Problem description: Once the pictures are set aside, retype the remaining entries exactly.

..............................

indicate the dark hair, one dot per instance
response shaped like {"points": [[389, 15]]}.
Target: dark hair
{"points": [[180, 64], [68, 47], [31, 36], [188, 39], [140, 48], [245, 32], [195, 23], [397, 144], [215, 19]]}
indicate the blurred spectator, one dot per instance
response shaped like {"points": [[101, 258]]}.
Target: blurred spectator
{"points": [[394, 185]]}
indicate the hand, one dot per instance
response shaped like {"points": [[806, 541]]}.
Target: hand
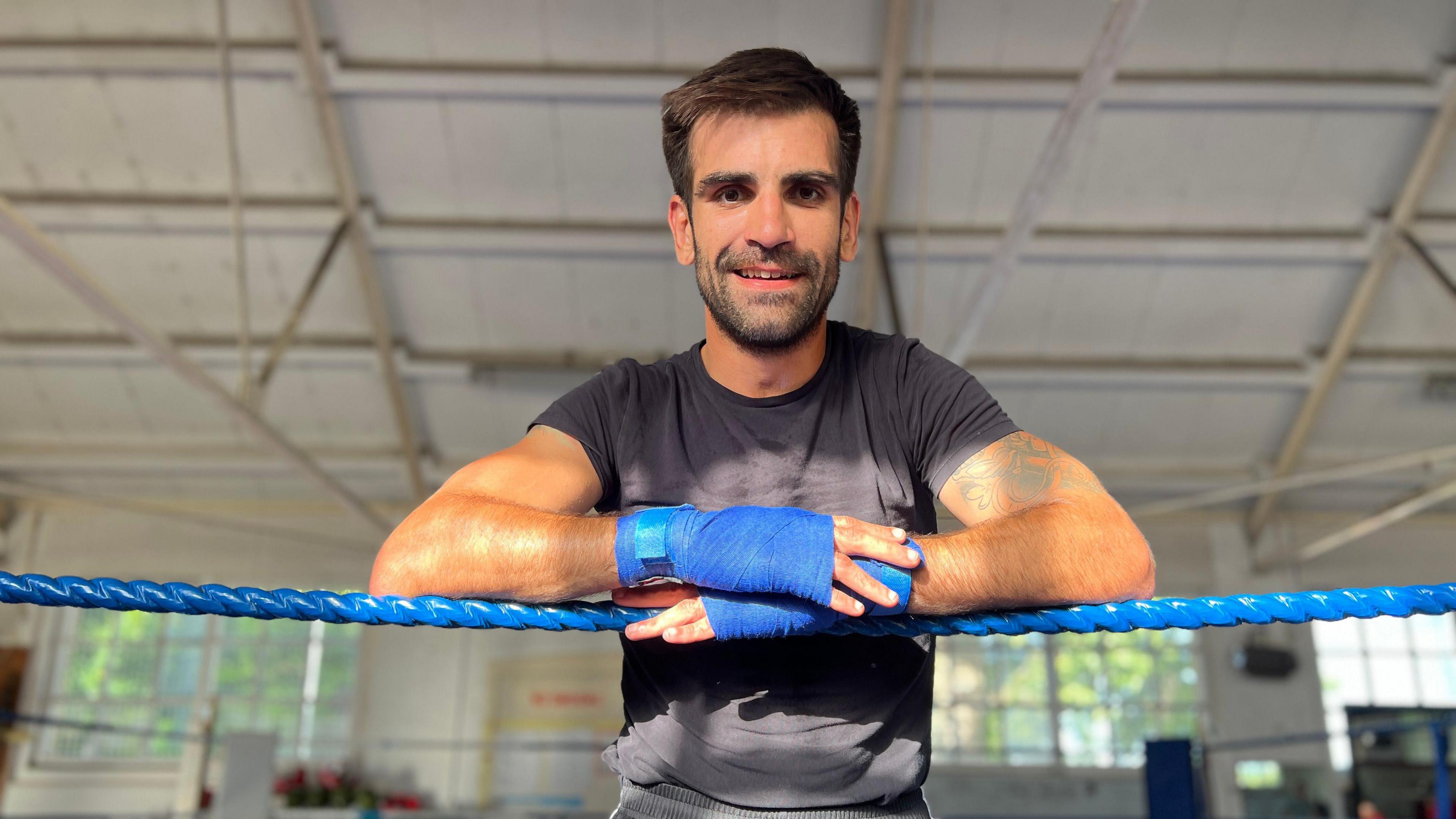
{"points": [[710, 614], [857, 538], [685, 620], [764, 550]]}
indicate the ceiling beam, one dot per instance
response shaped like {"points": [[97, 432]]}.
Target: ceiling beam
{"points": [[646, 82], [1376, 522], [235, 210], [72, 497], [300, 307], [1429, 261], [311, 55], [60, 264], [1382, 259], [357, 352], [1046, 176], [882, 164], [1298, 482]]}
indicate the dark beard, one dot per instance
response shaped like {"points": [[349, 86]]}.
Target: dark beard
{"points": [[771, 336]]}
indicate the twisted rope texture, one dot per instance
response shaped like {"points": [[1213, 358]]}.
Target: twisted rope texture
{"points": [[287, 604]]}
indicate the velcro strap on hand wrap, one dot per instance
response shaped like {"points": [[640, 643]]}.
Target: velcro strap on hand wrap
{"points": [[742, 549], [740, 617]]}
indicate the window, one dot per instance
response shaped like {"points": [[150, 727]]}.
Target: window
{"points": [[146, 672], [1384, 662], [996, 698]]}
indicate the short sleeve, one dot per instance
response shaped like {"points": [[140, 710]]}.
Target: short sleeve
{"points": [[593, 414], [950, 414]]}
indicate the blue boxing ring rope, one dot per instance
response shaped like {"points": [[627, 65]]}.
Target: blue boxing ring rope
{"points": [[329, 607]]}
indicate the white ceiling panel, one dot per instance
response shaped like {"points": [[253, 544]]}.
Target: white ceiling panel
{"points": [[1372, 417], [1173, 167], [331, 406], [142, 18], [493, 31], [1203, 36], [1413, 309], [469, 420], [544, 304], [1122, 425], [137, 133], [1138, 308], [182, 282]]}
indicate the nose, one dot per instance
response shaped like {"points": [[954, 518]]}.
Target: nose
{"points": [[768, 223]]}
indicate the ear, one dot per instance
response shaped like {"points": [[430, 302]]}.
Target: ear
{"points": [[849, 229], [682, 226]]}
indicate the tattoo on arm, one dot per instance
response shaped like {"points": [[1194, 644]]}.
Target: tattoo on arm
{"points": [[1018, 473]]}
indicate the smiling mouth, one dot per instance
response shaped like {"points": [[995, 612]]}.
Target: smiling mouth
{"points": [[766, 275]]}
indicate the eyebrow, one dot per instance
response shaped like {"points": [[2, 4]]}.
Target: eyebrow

..............................

Answer box:
indicate the dark hair, one dot per instance
response shaped like {"points": [[389, 15]]}.
Target: dark hair
{"points": [[180, 64], [68, 47], [31, 36], [188, 39], [140, 48], [245, 32], [195, 23], [397, 144], [215, 19]]}
indicate the blurred spectator, one dot per instance
response shaped like {"points": [[101, 258]]}.
Target: blurred spectator
{"points": [[394, 185]]}
indicate the hand, one dot per instance
response shaped like {"points": [[806, 541]]}.
Target: hand
{"points": [[710, 614], [857, 538], [685, 620], [764, 550]]}
indicate the ceiling beam, one dot per instance
response shaped like {"points": [[97, 432]]}.
Target: ceiling beam
{"points": [[646, 82], [1376, 522], [235, 210], [72, 497], [300, 307], [1429, 261], [311, 55], [60, 264], [1382, 259], [357, 352], [1046, 176], [882, 164], [1298, 482]]}
indicate the dark beard, one dot per instance
response shaped like {"points": [[349, 86]]}.
Target: dark beard
{"points": [[771, 336]]}
indicate the twisted rope texture, one dot per instance
response shaped like {"points": [[1213, 358]]}.
Target: twisted rope texture
{"points": [[287, 604]]}
indicate the velcro strap on hand wrap, one dot per instance
response shaped like {"points": [[640, 643]]}.
Target: velcro strap on hand wrap
{"points": [[742, 549], [740, 617]]}
indicate the window, one dot per instance
response shaped like {"points": [[150, 727]]}.
Target: window
{"points": [[146, 672], [1384, 662], [996, 698]]}
indicate the short sleeve, one dot per instance
response shaped like {"points": [[140, 710]]}.
Target: short sleeve
{"points": [[593, 414], [950, 414]]}
indicate the blue boxing ring rope, one dot per instance
response shaped like {"points": [[627, 65]]}.
Target: blue boxing ring rope
{"points": [[329, 607]]}
indicate the white ceiling panel, one dot per instance
response shaped like {"points": [[253, 544]]}.
Target: white ceiling panel
{"points": [[1372, 417], [1173, 167], [331, 406], [142, 18], [493, 31], [1203, 36], [1413, 309], [469, 420], [544, 304], [1122, 425], [137, 133], [1138, 308], [182, 282]]}
indicate the nose, one dot per instance
response shaped like {"points": [[954, 518]]}.
Target: nose
{"points": [[768, 223]]}
indicate the ear, one dot per instance
response shaped like {"points": [[430, 302]]}.
Target: ear
{"points": [[849, 229], [682, 226]]}
indicate the tattoo on arm, one dot per instance
response shaped like {"points": [[1194, 644]]}.
Target: tattoo on arm
{"points": [[1018, 473]]}
indicate the smiling mouth, one dot per instance
response shaped like {"points": [[995, 612]]}.
Target: smiling mouth
{"points": [[766, 275]]}
indicate the eyebrow, one dot per instance
response shaped like {"points": [[2, 4]]}.
Target: eyebrow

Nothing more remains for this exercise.